YOUR TASK: Can you write out again the lines starting with the one that contains "Exercise. Point out every instance of the front fender" and going on through the one that contains "x=135, y=258", shifting every x and y coordinate listed under "Result:" up by 98 and leaving everything else unchanged?
-*-*-
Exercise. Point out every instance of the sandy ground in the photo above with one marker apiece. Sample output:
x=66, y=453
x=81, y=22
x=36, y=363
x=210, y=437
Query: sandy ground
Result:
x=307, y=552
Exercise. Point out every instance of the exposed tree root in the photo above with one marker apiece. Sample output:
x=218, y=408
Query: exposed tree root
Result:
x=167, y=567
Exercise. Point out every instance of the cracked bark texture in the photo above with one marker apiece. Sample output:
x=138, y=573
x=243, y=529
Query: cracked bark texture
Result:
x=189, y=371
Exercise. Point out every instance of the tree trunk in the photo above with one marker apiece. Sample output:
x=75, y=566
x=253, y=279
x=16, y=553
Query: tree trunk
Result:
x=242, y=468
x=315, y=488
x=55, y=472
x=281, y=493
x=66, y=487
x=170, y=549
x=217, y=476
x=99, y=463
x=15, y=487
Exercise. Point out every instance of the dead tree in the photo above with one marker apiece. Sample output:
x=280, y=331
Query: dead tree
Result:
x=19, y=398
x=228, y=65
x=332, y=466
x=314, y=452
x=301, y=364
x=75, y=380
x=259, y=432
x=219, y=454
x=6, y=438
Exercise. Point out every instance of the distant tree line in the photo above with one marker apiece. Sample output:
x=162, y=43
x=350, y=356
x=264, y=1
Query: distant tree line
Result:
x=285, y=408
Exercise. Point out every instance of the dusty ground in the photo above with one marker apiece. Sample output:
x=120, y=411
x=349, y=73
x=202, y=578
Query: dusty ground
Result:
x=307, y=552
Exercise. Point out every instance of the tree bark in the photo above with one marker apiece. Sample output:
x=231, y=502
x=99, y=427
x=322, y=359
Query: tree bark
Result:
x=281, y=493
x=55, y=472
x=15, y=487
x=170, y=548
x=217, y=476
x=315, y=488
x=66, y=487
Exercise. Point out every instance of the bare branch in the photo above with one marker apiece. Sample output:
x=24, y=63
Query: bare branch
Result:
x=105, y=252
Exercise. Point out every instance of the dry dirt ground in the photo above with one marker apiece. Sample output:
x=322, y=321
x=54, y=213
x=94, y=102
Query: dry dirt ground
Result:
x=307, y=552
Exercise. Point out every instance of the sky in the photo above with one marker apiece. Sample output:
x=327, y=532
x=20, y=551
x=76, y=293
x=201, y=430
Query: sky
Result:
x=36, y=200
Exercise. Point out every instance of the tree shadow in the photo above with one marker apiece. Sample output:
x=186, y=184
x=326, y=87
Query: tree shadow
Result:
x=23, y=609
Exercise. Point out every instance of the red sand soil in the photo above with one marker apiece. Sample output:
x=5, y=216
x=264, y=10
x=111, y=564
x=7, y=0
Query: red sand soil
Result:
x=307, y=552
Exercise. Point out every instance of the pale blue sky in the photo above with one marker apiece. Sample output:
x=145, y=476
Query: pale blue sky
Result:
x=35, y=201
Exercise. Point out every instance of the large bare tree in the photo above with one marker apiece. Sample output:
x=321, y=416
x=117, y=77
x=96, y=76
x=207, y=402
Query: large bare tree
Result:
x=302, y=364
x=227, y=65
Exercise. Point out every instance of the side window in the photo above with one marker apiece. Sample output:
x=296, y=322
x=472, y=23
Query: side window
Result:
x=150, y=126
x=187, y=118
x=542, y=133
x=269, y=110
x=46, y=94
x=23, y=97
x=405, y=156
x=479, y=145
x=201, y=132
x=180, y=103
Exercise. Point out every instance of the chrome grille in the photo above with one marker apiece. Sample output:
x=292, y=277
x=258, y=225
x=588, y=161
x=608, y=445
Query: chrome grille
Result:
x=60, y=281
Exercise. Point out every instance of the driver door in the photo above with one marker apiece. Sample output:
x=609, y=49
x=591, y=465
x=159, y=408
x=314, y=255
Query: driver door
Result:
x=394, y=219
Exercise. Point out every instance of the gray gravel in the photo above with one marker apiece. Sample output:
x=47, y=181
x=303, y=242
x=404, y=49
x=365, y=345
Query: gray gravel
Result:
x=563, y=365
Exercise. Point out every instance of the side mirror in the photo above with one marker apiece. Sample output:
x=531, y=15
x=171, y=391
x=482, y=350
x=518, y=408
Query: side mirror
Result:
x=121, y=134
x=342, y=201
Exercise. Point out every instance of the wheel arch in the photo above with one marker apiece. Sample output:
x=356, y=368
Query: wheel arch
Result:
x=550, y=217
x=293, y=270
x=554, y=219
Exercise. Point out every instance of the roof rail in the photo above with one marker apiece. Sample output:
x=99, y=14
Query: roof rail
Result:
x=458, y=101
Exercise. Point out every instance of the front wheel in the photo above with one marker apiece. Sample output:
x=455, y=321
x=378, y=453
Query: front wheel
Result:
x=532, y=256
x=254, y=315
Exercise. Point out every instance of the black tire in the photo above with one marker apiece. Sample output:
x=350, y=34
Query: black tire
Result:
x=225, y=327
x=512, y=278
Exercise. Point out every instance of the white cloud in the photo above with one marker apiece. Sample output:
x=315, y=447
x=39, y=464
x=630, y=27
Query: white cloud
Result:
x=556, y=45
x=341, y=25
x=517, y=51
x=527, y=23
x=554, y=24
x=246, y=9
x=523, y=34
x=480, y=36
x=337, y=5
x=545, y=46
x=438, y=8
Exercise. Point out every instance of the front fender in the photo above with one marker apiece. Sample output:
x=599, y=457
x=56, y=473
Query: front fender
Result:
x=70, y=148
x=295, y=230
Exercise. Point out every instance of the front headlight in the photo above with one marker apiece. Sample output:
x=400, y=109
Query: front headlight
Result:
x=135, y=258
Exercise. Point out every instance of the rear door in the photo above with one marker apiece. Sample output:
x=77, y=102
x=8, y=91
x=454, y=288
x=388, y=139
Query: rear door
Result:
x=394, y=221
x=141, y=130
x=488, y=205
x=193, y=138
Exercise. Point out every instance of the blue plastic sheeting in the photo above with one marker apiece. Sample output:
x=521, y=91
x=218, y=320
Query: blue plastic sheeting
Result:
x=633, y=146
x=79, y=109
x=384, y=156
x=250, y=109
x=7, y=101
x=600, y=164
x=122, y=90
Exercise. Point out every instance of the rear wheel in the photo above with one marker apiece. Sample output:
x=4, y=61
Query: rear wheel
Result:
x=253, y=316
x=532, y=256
-*-*-
WRITTEN RESPONSE:
Exercise. Point out every instance of the front fender in the photo above with one marker apiece. Sample output:
x=599, y=457
x=56, y=473
Query: front fender
Result:
x=168, y=246
x=393, y=328
Exercise. Point out every instance of the front headlight in the photo above with one marker apiece. Sample output:
x=400, y=109
Query: front headlight
Result:
x=233, y=356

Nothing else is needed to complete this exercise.